TEXTE DU DOCUMENT -
Nous sommes sur BFMTV, il est 15 heures, ce jeudi 9 janvier 2014. Les mines sont graves : le tribunal administratif vient d’autoriser Dieudonné à jouer son spectacle au Zénith de Nantes le soir même devant près de 6 000 personnes. Les réactions des amis de la liberté, de la démocratie et de la république sont immédiates. Et sans appel.
Toute la journée, le téléspectateur accro à l’information continue assiste à un étrange défilé, mêlant élus socialistes et responsables d’associations non-élus, qui tombent tous d’accord pour condamner Dieudonné, d’une façon ou d’une autre. Seuls les avocats, malgré un flot de questions aussi pressantes qu’orientées des présentateurs, résistent à ce raz-de-marée qui se dit « républicain » : réticents sur la méthode utilisée, le Conseil d’État qui casse le jugement du tribunal administratif à une vitesse record, et réticents sur l’efficacité à terme du résultat.

[Enregistrements d'une collection]
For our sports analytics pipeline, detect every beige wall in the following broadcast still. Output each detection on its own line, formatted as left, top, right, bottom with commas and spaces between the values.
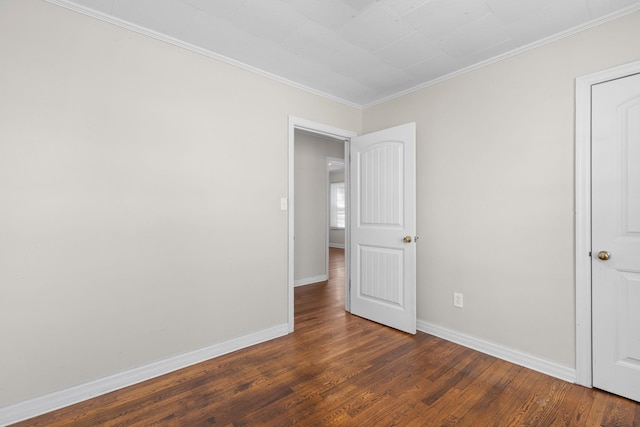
0, 0, 362, 407
294, 131, 344, 283
364, 13, 640, 367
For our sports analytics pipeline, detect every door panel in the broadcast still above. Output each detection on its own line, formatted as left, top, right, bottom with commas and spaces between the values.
592, 75, 640, 401
350, 123, 416, 334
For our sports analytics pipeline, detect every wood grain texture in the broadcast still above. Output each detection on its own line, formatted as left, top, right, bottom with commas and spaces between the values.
16, 248, 640, 426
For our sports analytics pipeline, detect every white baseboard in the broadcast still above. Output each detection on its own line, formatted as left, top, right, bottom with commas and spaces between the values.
417, 320, 576, 383
0, 324, 289, 426
293, 274, 328, 286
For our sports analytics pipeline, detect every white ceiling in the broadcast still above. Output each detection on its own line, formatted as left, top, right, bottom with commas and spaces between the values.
50, 0, 640, 106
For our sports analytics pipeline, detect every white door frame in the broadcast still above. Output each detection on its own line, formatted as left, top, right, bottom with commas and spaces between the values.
287, 116, 357, 333
575, 61, 640, 387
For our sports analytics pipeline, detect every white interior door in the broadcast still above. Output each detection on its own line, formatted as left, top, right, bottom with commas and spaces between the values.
591, 74, 640, 401
349, 123, 416, 334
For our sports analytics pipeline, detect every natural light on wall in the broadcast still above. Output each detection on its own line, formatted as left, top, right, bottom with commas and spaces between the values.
330, 182, 345, 228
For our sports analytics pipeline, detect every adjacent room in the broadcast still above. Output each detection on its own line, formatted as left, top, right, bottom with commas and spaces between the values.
0, 0, 640, 425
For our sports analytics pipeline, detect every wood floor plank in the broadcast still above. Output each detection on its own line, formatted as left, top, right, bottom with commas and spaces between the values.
11, 249, 640, 427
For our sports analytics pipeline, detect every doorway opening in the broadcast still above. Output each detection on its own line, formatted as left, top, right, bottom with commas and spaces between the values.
287, 116, 356, 332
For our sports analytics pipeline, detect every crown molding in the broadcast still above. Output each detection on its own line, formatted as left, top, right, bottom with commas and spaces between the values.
362, 4, 640, 110
45, 0, 362, 110
45, 0, 640, 110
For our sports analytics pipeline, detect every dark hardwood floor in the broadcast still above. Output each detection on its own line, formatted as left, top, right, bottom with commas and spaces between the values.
17, 250, 640, 426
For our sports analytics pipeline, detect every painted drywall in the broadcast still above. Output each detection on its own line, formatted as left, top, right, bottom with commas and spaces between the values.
363, 13, 640, 368
329, 171, 345, 248
294, 131, 344, 283
0, 0, 362, 408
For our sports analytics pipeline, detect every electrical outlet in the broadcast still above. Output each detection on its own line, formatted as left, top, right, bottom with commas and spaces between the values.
453, 292, 463, 308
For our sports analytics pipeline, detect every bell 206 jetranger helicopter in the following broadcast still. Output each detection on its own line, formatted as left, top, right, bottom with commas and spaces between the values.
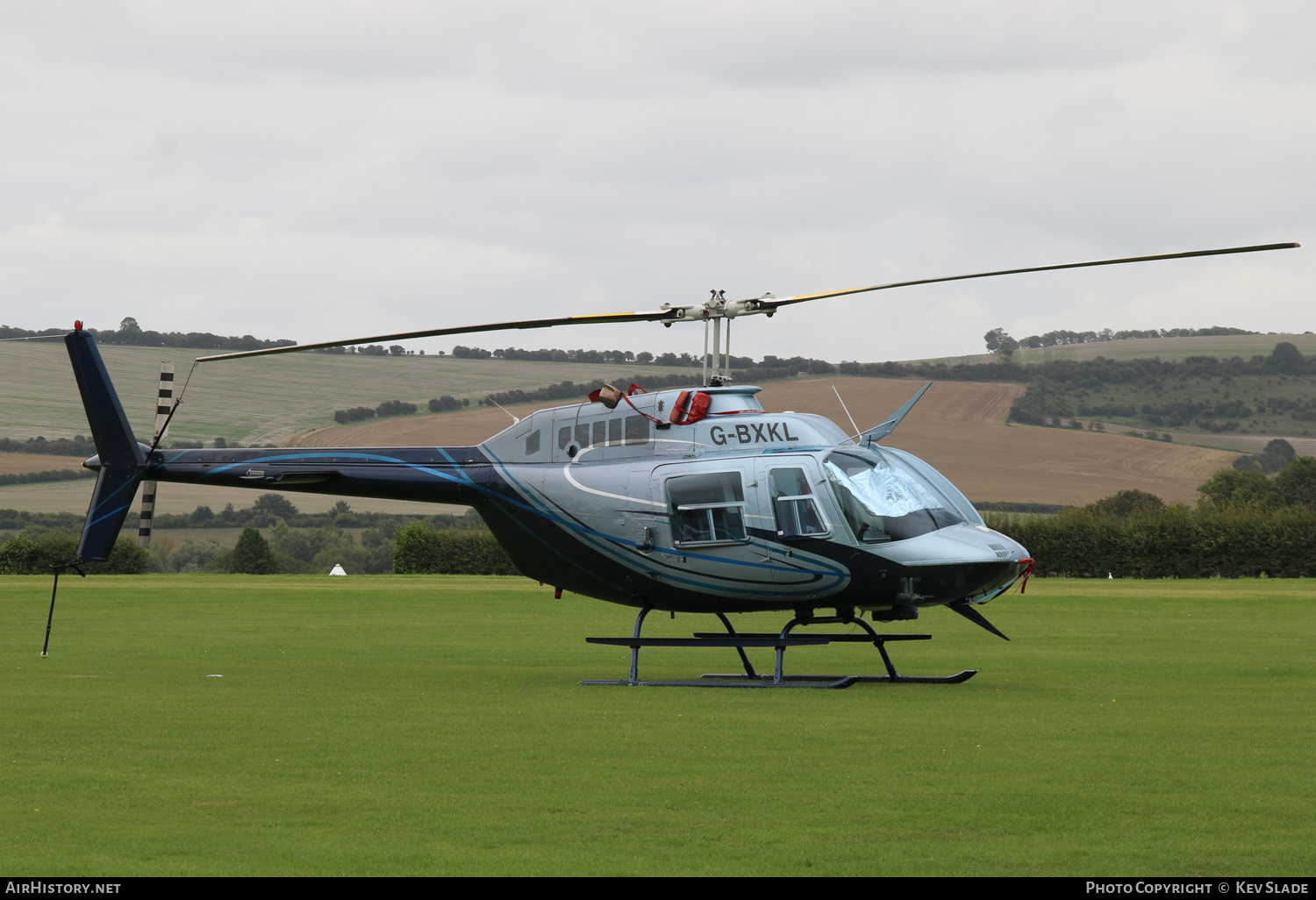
65, 244, 1298, 687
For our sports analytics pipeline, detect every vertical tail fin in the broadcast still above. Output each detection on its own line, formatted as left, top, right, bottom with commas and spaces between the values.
65, 325, 147, 562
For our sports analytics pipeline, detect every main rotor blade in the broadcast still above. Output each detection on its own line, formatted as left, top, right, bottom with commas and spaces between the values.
197, 310, 681, 363
752, 244, 1302, 310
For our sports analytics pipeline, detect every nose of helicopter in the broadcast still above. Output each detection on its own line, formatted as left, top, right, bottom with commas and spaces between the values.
879, 523, 1028, 605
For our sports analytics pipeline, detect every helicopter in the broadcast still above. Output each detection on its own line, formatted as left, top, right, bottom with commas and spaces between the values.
59, 244, 1299, 689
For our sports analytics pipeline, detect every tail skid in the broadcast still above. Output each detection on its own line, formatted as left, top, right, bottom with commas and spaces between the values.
65, 328, 147, 562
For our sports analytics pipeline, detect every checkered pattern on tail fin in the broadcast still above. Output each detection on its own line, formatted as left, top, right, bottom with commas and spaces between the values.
137, 363, 174, 547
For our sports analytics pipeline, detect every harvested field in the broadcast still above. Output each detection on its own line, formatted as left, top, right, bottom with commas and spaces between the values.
916, 334, 1316, 366
760, 378, 1237, 505
290, 376, 1237, 505
0, 341, 681, 444
0, 453, 84, 475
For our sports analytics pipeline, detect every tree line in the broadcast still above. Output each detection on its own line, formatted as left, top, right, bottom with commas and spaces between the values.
984, 457, 1316, 578
983, 325, 1261, 354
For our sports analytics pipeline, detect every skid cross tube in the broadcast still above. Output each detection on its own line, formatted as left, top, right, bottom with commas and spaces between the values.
581, 607, 978, 689
41, 563, 87, 658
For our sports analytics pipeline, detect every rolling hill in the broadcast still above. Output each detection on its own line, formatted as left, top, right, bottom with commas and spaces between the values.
293, 375, 1237, 504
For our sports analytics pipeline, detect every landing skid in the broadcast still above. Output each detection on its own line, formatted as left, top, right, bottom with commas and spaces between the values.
581, 607, 978, 689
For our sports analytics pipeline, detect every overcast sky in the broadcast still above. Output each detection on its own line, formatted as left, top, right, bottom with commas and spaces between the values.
0, 0, 1316, 362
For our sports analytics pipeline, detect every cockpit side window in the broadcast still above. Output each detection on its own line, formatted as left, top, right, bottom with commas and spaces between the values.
769, 468, 828, 541
668, 473, 749, 546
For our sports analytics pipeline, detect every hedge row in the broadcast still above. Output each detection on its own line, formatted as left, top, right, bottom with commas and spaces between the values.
394, 523, 519, 575
984, 505, 1316, 578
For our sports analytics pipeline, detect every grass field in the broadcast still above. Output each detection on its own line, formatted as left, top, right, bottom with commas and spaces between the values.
0, 576, 1316, 876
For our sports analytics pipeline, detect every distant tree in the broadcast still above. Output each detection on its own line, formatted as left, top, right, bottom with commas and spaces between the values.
1087, 489, 1165, 520
1198, 468, 1277, 510
394, 523, 439, 575
229, 526, 282, 575
1274, 457, 1316, 507
252, 494, 297, 518
1266, 341, 1307, 375
983, 328, 1019, 353
1262, 439, 1298, 463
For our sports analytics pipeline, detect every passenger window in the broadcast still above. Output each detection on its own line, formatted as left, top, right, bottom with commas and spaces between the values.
769, 468, 828, 541
626, 416, 649, 445
668, 473, 749, 546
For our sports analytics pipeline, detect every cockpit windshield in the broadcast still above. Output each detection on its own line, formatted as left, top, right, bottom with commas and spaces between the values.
823, 449, 965, 544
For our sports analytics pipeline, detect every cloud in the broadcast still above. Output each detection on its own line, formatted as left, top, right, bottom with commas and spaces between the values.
0, 2, 1316, 360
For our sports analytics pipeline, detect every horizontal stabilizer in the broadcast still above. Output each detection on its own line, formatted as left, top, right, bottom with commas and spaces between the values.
950, 603, 1010, 641
65, 324, 147, 562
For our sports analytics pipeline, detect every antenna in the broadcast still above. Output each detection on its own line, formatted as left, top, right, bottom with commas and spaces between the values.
484, 396, 521, 425
832, 384, 862, 444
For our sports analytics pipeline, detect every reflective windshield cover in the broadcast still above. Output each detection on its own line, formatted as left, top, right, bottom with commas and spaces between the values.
823, 447, 965, 544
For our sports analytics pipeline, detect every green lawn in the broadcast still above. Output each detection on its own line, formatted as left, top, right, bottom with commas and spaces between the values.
0, 576, 1316, 876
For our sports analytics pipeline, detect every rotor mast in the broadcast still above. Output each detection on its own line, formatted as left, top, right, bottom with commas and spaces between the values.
661, 289, 776, 387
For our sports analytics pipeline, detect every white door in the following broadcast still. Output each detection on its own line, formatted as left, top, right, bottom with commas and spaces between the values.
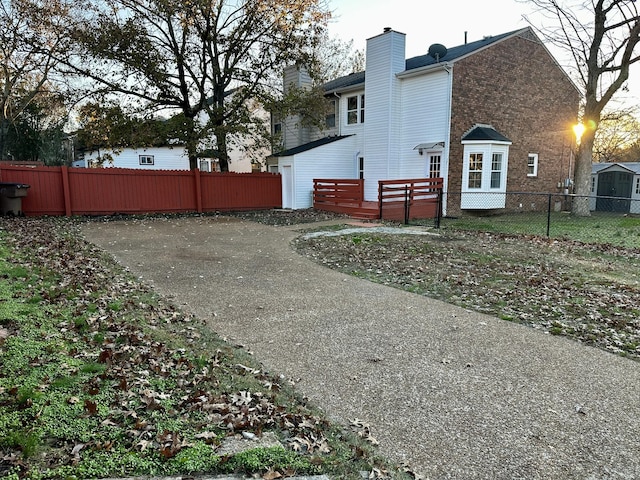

CONSIGNE 1 -
Répondez à ces questions d'après le texte sur Dieudonné :
(a) Sur quelle chaîne et à quelle heure se situe la scène ?
(b) Devant combien de personnes environ le spectacle devait-il se jouer au Zénith de Nantes ?
(c) Qui résiste au raz-de-marée qui se dit « républicain » ?
CONSIGNE 2 - Dans le texte sur Dieudonné, recopiez le passage qui commence par « Toute la journée, le » et se poursuit jusqu'à « terme du résultat. », en remplaçant « avocats » par « juristes ».
CONSIGNE 3 -
Dites si chaque affirmation concorde avec le texte sur Dieudonné. Répondez par oui ou par non, puis citez les mots du texte qui tranchent.
(a) Le tribunal administratif a interdit le spectacle de Nantes.
(b) Le défilé réunit des élus socialistes et des responsables d'associations non-élus.
(c) Le Conseil d'État confirme le jugement du tribunal administratif.

RÉSULTAT ATTENDU 1 -
(a) Sur BFMTV, à 15 heures.
(b) Devant près de 6 000 personnes.
(c) Les avocats.

RÉSULTAT ATTENDU 2 -
Toute la journée, le téléspectateur accro à l’information continue assiste à un étrange défilé, mêlant élus socialistes et responsables d’associations non-élus, qui tombent tous d’accord pour condamner Dieudonné, d’une façon ou d’une autre. Seuls les juristes, malgré un flot de questions aussi pressantes qu’orientées des présentateurs, résistent à ce raz-de-marée qui se dit « républicain » : réticents sur la méthode utilisée, le Conseil d’État qui casse le jugement du tribunal administratif à une vitesse record, et réticents sur l’efficacité à terme du résultat.

RÉSULTAT ATTENDU 3 -
(a) Non : « le tribunal administratif vient d’autoriser Dieudonné à jouer son spectacle au Zénith de Nantes le soir même ».
(b) Oui : « mêlant élus socialistes et responsables d’associations non-élus ».
(c) Non : « le Conseil d’État qui casse le jugement du tribunal administratif à une vitesse record ».